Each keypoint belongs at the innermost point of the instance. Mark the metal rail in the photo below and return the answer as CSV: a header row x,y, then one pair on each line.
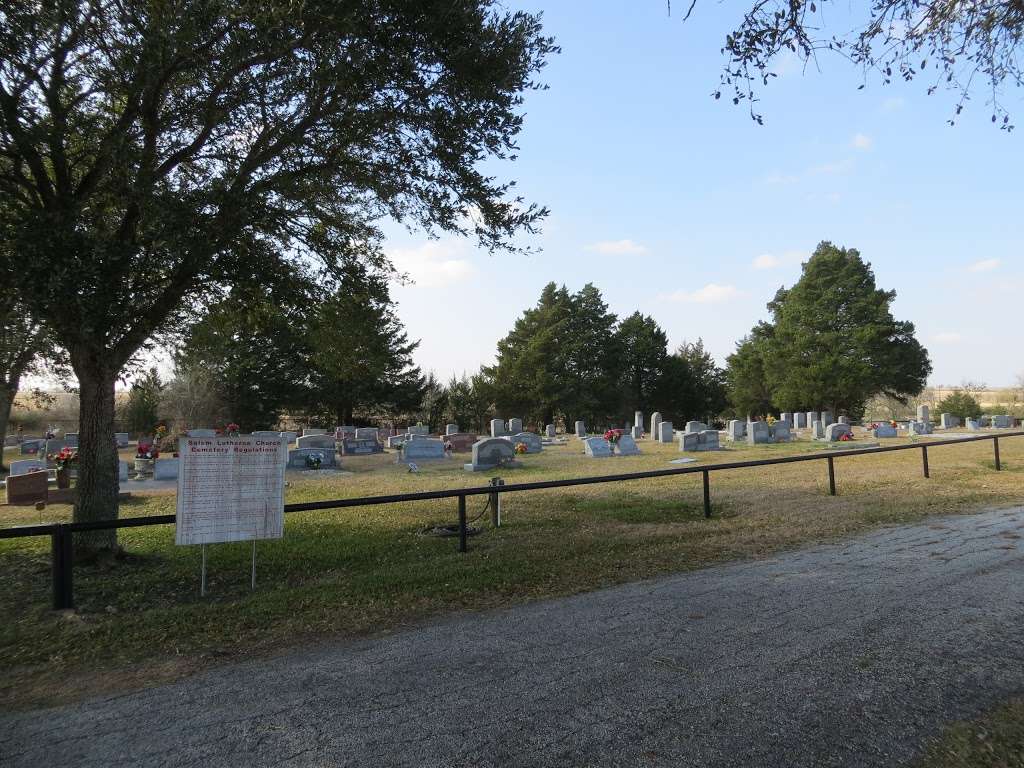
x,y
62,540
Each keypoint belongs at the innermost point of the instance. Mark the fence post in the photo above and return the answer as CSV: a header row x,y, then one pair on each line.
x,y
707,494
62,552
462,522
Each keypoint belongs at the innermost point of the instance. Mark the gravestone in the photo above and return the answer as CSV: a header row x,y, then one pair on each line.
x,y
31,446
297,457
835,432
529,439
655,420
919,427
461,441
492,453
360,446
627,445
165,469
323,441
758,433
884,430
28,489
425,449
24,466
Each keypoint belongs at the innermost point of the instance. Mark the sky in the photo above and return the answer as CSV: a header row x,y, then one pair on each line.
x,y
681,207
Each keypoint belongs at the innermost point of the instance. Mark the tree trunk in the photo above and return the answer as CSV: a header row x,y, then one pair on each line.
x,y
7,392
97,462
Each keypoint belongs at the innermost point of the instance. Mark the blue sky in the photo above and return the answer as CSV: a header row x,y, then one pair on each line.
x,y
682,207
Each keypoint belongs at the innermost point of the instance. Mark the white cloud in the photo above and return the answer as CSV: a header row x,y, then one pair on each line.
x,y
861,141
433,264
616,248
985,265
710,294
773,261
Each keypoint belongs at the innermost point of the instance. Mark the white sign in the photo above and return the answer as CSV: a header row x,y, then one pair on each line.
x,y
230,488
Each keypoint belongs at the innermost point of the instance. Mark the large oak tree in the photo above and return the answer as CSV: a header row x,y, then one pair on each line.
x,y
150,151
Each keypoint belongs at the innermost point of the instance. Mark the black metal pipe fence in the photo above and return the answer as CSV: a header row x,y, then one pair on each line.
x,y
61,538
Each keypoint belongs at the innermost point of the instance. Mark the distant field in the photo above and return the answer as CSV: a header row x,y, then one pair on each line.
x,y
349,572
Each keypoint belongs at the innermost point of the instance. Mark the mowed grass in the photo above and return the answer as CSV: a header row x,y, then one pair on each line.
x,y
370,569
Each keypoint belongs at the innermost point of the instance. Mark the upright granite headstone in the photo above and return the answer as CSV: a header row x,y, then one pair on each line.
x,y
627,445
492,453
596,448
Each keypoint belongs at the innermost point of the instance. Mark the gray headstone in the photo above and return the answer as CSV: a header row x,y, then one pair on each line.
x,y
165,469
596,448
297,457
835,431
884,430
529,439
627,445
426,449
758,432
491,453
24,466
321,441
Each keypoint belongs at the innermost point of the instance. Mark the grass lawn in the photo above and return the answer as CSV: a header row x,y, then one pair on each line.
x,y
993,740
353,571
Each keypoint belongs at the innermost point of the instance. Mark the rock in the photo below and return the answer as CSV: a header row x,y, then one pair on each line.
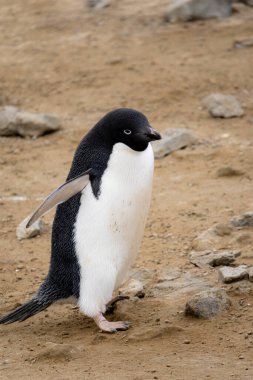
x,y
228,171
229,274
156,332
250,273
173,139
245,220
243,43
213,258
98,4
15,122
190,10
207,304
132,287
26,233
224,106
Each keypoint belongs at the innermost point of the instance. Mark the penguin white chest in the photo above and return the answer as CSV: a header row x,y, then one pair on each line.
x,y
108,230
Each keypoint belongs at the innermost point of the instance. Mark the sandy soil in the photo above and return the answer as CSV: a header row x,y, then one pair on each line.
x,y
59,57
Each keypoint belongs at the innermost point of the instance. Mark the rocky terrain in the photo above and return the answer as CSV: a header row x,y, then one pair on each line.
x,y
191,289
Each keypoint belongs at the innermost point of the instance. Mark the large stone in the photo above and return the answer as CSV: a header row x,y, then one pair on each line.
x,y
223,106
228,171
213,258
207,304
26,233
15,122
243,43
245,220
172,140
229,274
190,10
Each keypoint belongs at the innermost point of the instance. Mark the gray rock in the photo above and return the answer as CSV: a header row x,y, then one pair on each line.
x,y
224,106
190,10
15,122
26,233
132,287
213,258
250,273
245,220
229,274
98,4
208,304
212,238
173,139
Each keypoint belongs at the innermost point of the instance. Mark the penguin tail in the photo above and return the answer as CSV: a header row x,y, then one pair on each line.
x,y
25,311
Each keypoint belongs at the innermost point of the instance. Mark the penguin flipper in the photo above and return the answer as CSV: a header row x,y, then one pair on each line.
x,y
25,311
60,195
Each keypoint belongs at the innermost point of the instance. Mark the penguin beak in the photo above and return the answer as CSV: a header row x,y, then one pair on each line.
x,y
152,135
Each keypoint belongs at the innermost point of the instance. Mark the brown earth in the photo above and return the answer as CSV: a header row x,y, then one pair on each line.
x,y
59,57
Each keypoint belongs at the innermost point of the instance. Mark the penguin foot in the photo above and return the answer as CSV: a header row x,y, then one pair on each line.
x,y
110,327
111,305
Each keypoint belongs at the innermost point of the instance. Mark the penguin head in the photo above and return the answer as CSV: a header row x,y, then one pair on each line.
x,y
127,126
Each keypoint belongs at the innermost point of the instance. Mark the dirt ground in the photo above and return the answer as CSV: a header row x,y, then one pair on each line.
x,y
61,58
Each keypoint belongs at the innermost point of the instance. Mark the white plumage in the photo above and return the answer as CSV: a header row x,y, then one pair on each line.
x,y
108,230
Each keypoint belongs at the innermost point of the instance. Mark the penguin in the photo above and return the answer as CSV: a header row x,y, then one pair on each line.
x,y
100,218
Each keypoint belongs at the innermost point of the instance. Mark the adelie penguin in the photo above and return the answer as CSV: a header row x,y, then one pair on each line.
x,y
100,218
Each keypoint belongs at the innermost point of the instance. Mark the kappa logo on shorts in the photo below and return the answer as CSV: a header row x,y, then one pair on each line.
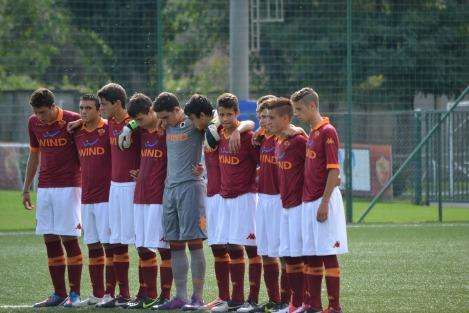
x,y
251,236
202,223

■ ■ ■ ■ ■ ■ ■

Return the items word for word, starting at the line that contains "the white plumage" and stopping after the last line of the items, with the pictures left out.

**SOLUTION TO THIS PROBLEM**.
Each keypoint belongs at the innermost point of the instance. Mark the white plumage in the photo above and return the answer as CSV: a header row x,y, then one pair on each line.
x,y
108,230
Each keypoint belongs at the innermost point of the instance. Mark the penguin in the photo above and return the answer as CSV: a header row x,y, then one pair on each line.
x,y
100,218
Each keypoint belongs at the innermost point of the instance. Mark the adelie penguin in the photo above and return the answer as CSV: a header row x,y, then one pair on each line.
x,y
100,218
Each keypoint belongs at the innermost point of the instance. Mark the kappa logo on shorts in the photo below and return the answer as CSV: a header row x,y, then one pair on each line.
x,y
251,236
202,223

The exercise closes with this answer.